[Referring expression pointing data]
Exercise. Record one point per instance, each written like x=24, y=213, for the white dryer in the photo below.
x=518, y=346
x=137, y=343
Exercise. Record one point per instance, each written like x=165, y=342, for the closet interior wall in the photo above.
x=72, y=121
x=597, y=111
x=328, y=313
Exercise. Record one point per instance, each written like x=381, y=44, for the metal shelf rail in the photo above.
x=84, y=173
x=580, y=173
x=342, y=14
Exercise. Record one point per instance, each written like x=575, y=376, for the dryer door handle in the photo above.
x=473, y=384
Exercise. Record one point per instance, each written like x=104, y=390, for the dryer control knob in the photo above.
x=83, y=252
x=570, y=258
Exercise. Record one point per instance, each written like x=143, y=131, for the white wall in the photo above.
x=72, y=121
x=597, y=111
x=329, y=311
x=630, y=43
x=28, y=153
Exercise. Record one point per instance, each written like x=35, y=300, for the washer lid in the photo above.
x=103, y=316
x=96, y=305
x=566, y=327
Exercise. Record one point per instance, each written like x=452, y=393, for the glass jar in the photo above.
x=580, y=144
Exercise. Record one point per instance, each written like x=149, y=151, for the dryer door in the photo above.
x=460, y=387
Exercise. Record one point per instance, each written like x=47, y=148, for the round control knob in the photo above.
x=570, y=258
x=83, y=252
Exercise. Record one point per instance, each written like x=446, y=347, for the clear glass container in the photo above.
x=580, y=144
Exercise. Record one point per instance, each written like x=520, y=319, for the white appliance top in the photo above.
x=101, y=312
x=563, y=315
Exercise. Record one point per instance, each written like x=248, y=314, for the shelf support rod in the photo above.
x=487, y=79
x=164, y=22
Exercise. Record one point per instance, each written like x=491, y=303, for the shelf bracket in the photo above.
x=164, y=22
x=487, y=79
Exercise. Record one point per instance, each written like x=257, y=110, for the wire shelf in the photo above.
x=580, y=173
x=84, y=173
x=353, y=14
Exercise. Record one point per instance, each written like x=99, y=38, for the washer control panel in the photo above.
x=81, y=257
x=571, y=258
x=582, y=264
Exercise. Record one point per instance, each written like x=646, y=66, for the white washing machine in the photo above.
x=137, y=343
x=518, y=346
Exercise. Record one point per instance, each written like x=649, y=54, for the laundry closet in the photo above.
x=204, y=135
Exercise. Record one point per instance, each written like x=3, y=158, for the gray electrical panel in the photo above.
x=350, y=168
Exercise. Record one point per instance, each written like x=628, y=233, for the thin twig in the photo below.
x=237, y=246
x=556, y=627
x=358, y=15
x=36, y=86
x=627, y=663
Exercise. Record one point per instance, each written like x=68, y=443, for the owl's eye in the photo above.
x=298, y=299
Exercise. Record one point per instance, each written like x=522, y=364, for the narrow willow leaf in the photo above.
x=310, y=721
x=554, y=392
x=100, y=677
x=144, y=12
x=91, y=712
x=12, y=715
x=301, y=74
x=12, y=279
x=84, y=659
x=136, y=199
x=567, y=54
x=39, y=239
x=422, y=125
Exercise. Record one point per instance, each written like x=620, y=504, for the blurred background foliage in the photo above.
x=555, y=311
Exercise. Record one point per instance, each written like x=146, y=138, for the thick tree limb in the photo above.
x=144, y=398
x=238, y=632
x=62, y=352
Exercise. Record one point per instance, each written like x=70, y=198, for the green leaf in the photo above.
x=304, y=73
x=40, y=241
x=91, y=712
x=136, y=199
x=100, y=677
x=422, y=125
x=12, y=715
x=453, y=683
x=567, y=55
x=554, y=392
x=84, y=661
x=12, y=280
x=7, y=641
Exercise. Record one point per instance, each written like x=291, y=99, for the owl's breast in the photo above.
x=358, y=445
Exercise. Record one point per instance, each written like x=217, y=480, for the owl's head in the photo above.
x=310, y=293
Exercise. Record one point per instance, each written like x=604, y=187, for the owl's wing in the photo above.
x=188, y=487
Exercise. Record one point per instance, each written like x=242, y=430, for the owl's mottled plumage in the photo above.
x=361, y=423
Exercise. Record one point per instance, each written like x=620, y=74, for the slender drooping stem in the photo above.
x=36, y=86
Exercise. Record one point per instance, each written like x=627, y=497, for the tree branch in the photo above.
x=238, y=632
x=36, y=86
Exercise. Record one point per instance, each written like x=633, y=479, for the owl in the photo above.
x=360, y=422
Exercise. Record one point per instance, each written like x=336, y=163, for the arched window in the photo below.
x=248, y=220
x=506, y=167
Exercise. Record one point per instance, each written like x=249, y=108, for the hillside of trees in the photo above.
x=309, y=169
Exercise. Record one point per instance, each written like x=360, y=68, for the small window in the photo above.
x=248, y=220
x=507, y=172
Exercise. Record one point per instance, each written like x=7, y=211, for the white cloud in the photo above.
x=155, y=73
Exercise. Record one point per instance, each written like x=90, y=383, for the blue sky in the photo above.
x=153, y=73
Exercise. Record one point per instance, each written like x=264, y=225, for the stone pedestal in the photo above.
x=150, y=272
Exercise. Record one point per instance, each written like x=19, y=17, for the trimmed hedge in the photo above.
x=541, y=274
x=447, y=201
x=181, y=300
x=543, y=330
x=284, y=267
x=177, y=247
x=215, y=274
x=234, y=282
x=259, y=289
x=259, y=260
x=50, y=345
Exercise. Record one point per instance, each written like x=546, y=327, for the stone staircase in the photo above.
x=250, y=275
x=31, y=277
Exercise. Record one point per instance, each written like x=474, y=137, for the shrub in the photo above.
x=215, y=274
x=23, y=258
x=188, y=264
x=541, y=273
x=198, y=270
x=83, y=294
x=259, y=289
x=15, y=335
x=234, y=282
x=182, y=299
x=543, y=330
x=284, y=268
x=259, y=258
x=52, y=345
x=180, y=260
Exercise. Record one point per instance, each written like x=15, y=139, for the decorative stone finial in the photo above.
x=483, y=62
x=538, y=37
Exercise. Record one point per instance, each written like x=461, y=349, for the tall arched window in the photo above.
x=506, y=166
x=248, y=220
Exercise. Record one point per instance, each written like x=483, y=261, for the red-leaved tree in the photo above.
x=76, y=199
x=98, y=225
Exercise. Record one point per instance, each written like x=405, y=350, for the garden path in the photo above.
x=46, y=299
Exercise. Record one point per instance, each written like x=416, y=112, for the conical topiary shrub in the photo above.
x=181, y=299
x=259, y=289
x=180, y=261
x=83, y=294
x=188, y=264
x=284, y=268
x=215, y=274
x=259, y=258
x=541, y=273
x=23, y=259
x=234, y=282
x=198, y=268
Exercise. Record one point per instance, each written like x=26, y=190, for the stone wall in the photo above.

• [Problem to solve] Copy out each line above, character for character.

• [Expected output]
Exercise. Record one point per instance, each written like x=24, y=213, for the white dryer in the photo below.
x=518, y=346
x=137, y=343
Exercise. Record one point per instance, each written like x=165, y=342, for the closet interior wall in the photo above.
x=72, y=121
x=597, y=111
x=328, y=313
Exercise. Record one point per instance, each written like x=381, y=44, for the metal shelf rail in the photo above.
x=84, y=173
x=580, y=173
x=342, y=14
Exercise. Record one point per instance, each written like x=575, y=376, for the dryer door handle in the photo above.
x=473, y=384
Exercise. Record one point per instance, each written like x=104, y=390, for the dryer control knob in the photo above.
x=83, y=252
x=570, y=258
Exercise. Record one point per instance, each written like x=143, y=131, for the white wall in the photo above.
x=72, y=121
x=597, y=111
x=329, y=311
x=630, y=43
x=28, y=153
Exercise. Record one point per instance, each written like x=35, y=300, for the washer lid in the photo above.
x=103, y=316
x=96, y=305
x=566, y=327
Exercise. Record one point per instance, each written like x=452, y=393, for the glass jar in the photo above.
x=580, y=144
Exercise. Record one point per instance, each written like x=149, y=151, for the dryer door in the photo above.
x=460, y=387
Exercise. Record one point per instance, each written like x=47, y=148, for the round control knob in the photo above.
x=570, y=258
x=83, y=252
Exercise. Record one point per instance, each written like x=446, y=347, for the clear glass container in the photo above.
x=580, y=144
Exercise. Record one point per instance, each written like x=520, y=319, for the white appliance top in the photo above.
x=101, y=312
x=563, y=315
Exercise. Record one point per instance, each written like x=248, y=314, for the shelf support rod in the photo above.
x=487, y=79
x=164, y=22
Exercise. Record one point per instance, each written like x=491, y=303, for the shelf bracket in the photo above.
x=164, y=22
x=487, y=79
Exercise. Record one point per instance, each written like x=257, y=110, for the wire shelf in the photo above.
x=580, y=173
x=84, y=173
x=353, y=14
Exercise. Record one point per instance, each written like x=99, y=38, for the washer control panel in the photo above.
x=81, y=257
x=571, y=258
x=582, y=264
Exercise. Record one point per instance, each written like x=646, y=66, for the white washing machine in the photo above.
x=137, y=343
x=518, y=346
Exercise. Record one point per instance, each written like x=649, y=54, for the laundry closet in the photo above.
x=204, y=135
Exercise. Record one point per instance, each written like x=3, y=158, for the gray electrical panel in the photo above.
x=350, y=168
Exercise. Record one point per instance, each written like x=628, y=233, for the thin twig in the photo below.
x=237, y=246
x=556, y=627
x=358, y=15
x=36, y=86
x=627, y=663
Exercise. Record one point per instance, each written like x=68, y=443, for the owl's eye in the photo above.
x=298, y=299
Exercise. Record one point per instance, each written like x=522, y=364, for the narrow willow leaf in the photo above.
x=310, y=721
x=554, y=392
x=100, y=677
x=144, y=12
x=91, y=712
x=12, y=715
x=301, y=74
x=12, y=279
x=84, y=659
x=136, y=199
x=567, y=54
x=39, y=239
x=422, y=125
Exercise. Record one point per instance, each written like x=620, y=504, for the blurred background foliage in the photo above.
x=555, y=311
Exercise. Record one point per instance, each written like x=146, y=138, for the thick tree limb in the photo above.
x=144, y=398
x=238, y=632
x=62, y=352
Exercise. Record one point per instance, each written like x=70, y=198, for the green leaf in the photo above.
x=304, y=73
x=40, y=241
x=91, y=712
x=136, y=199
x=100, y=677
x=422, y=125
x=12, y=715
x=453, y=683
x=567, y=55
x=554, y=392
x=84, y=661
x=12, y=280
x=7, y=641
Exercise. Record one point per instance, each written like x=291, y=99, for the owl's breast in the photo above.
x=358, y=445
Exercise. Record one point per instance, each written like x=217, y=480, for the owl's head in the photo above.
x=310, y=293
Exercise. Record one point per instance, each written like x=604, y=187, for the owl's wing in the photo above.
x=188, y=487
Exercise. Record one point per instance, each written like x=242, y=430, for the owl's mottled plumage in the photo above.
x=361, y=423
Exercise. Record one point per instance, each written like x=620, y=74, for the slender drooping stem in the photo above.
x=36, y=86
Exercise. Record one point per instance, each written like x=627, y=497, for the tree branch in the photo above.
x=238, y=632
x=36, y=86
Exercise. Record one point per instance, each written like x=633, y=479, for the owl in the photo above.
x=360, y=422
Exercise. Record one point per instance, each written like x=336, y=163, for the arched window in the photo below.
x=248, y=220
x=506, y=167
Exercise. Record one point per instance, each written like x=249, y=108, for the hillside of trees in the photo above.
x=309, y=169
Exercise. Record one point per instance, each written like x=360, y=68, for the small window in the photo above.
x=248, y=220
x=507, y=172
Exercise. Record one point per instance, each written like x=7, y=211, for the white cloud in the photo above.
x=155, y=73
Exercise. Record one point per instance, each written like x=90, y=383, for the blue sky in the photo above.
x=153, y=73
Exercise. Record one point per instance, each written like x=264, y=225, for the stone pedestal in the photo above.
x=150, y=272
Exercise. Record one point per instance, each written like x=19, y=17, for the trimmed hedge in the photo above.
x=541, y=274
x=447, y=201
x=181, y=300
x=543, y=330
x=284, y=267
x=177, y=247
x=215, y=274
x=234, y=282
x=259, y=289
x=259, y=260
x=50, y=345
Exercise. Record one point per instance, each written like x=546, y=327, for the stone staircase in the photo above.
x=250, y=275
x=31, y=277
Exercise. Record one point per instance, each written like x=474, y=137, for the shrub in the photo above.
x=215, y=274
x=23, y=258
x=188, y=264
x=541, y=273
x=198, y=270
x=83, y=294
x=259, y=289
x=15, y=335
x=234, y=282
x=182, y=299
x=543, y=330
x=284, y=268
x=259, y=258
x=52, y=345
x=180, y=260
Exercise. Record one point per instance, each written like x=15, y=139, for the decorative stone finial in the photo above.
x=483, y=62
x=538, y=37
Exercise. Record one point per instance, each written like x=461, y=349, for the tall arched window in the photo above.
x=506, y=166
x=248, y=220
Exercise. Record one point per instance, each written like x=483, y=261, for the red-leaved tree in the photo above.
x=76, y=199
x=98, y=225
Exercise. Record one point per instance, each written like x=405, y=350, for the garden path in the photo above.
x=46, y=299
Exercise. Record one point per instance, each written like x=416, y=112, for the conical topiary shrub in the photo above.
x=181, y=299
x=259, y=289
x=180, y=261
x=83, y=294
x=188, y=264
x=284, y=268
x=215, y=274
x=259, y=258
x=541, y=273
x=23, y=259
x=234, y=282
x=198, y=268
Exercise. Record one point per instance, each written like x=26, y=190, for the stone wall in the photo above.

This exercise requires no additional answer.